— Short exercise —
Copy the items below, starting at the line that contains "pole and record the coordinates." and ending at the final line of the items, keeping all wording intact. Multiply every coordinate in the answers by 0.3 and round each to the nearest whole number, rounding halves up.

-- Begin --

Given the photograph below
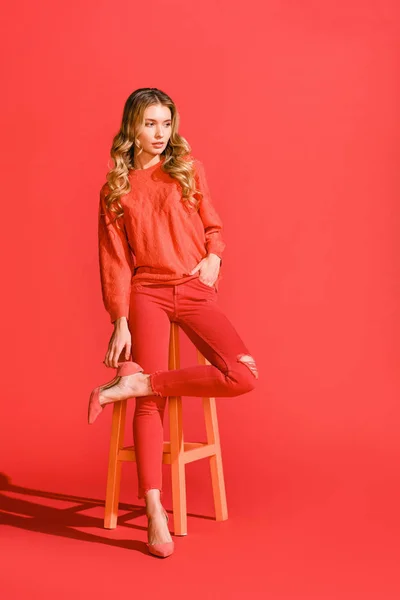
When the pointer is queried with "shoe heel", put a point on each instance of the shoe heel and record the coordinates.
(95, 408)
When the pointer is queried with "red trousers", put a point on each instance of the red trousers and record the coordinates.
(194, 306)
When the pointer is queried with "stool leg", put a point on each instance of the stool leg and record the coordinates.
(114, 465)
(212, 432)
(178, 478)
(177, 466)
(217, 472)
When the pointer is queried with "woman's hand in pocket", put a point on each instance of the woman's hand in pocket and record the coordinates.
(120, 341)
(209, 269)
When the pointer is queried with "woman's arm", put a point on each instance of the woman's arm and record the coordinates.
(115, 261)
(211, 220)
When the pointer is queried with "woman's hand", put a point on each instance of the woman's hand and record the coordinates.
(209, 269)
(119, 341)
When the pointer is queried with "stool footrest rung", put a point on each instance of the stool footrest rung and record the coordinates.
(192, 451)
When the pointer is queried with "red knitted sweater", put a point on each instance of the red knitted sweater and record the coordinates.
(160, 240)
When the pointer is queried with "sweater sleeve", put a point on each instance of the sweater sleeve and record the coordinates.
(115, 261)
(208, 214)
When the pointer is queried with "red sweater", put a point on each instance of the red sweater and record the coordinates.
(160, 241)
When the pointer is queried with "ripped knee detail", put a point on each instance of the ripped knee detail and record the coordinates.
(249, 362)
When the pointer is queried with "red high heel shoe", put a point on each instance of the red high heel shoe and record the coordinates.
(95, 408)
(163, 550)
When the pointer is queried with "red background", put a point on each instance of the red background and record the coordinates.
(293, 107)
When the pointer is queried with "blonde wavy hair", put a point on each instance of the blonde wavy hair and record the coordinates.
(125, 147)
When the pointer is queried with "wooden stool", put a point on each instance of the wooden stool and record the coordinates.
(176, 452)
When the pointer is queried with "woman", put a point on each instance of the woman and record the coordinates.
(160, 254)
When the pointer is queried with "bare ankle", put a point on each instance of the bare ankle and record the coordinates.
(153, 501)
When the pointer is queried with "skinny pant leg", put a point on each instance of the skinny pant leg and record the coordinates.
(150, 330)
(232, 370)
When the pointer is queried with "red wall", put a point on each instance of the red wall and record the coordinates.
(293, 108)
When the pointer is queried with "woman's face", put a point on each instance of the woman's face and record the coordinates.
(156, 128)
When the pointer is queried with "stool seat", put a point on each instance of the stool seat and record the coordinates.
(176, 451)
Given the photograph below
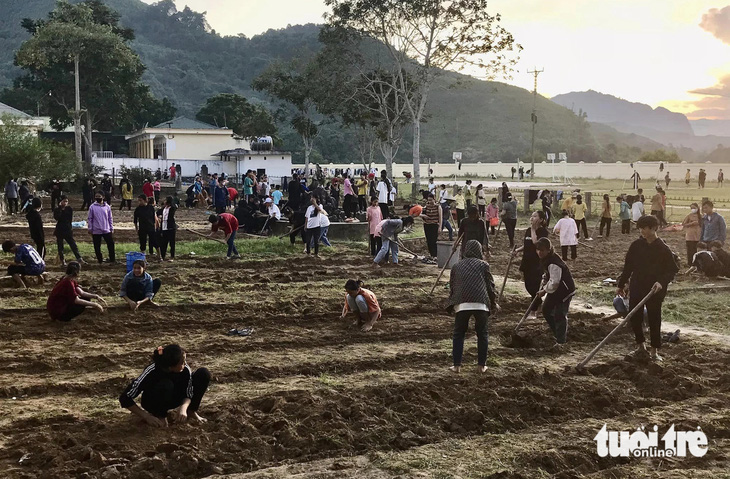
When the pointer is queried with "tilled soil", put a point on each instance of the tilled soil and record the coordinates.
(310, 391)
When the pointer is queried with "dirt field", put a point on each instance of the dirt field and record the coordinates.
(308, 395)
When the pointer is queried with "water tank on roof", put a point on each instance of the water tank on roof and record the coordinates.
(262, 143)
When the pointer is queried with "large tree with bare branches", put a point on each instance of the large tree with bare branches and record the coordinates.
(425, 37)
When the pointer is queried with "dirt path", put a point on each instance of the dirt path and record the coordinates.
(307, 395)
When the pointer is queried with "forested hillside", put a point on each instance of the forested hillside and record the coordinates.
(188, 62)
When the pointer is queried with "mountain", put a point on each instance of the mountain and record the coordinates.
(706, 127)
(625, 115)
(188, 62)
(659, 124)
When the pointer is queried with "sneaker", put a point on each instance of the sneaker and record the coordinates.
(639, 353)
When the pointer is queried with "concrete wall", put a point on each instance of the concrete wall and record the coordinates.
(276, 164)
(647, 171)
(201, 146)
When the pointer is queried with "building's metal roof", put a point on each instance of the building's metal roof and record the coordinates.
(184, 123)
(9, 110)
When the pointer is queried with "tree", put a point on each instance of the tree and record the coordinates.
(660, 155)
(247, 120)
(23, 154)
(301, 90)
(426, 37)
(365, 93)
(86, 38)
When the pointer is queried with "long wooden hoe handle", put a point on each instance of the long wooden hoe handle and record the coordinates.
(529, 308)
(456, 245)
(638, 307)
(506, 274)
(205, 236)
(291, 231)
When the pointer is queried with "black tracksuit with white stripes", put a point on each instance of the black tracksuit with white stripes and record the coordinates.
(163, 390)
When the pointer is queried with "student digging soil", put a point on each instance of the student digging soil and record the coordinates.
(649, 264)
(363, 303)
(471, 294)
(171, 391)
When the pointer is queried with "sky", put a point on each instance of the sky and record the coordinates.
(670, 53)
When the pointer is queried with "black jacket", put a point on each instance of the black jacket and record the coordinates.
(567, 285)
(35, 223)
(144, 218)
(171, 224)
(647, 264)
(470, 280)
(64, 217)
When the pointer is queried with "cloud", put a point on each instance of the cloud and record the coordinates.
(717, 22)
(714, 101)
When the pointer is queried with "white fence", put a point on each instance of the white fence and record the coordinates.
(543, 169)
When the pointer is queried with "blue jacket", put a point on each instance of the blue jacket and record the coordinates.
(145, 282)
(713, 228)
(221, 195)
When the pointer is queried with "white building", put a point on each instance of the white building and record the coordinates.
(34, 124)
(183, 139)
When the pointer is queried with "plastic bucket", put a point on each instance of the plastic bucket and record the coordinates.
(132, 257)
(443, 253)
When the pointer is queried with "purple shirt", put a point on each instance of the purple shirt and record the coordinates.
(348, 187)
(34, 264)
(100, 219)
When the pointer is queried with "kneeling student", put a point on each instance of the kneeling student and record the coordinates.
(27, 262)
(363, 303)
(171, 391)
(138, 287)
(559, 287)
(67, 300)
(649, 264)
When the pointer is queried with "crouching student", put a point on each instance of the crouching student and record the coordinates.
(559, 287)
(229, 224)
(138, 287)
(27, 262)
(363, 303)
(67, 300)
(389, 234)
(649, 264)
(472, 294)
(171, 391)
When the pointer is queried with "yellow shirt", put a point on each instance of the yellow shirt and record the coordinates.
(579, 211)
(567, 204)
(362, 187)
(127, 191)
(460, 202)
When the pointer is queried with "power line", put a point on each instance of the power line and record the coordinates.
(535, 72)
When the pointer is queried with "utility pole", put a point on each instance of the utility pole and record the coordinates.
(77, 115)
(535, 72)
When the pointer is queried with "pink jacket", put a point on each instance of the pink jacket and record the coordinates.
(373, 216)
(492, 211)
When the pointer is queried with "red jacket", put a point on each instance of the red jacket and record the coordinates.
(228, 223)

-- End --

— Output below —
When the pointer is queried with "utility pole", put a point on each instance of the utility pole and record the coordinates.
(23, 35)
(161, 22)
When the pointer is queried with "pink jacket", put a point on each instance of the pink jacket and record the coordinates.
(112, 65)
(148, 63)
When the pointer is queried with "red jacket", put a point on each instance of the red jacket and record the coordinates.
(68, 67)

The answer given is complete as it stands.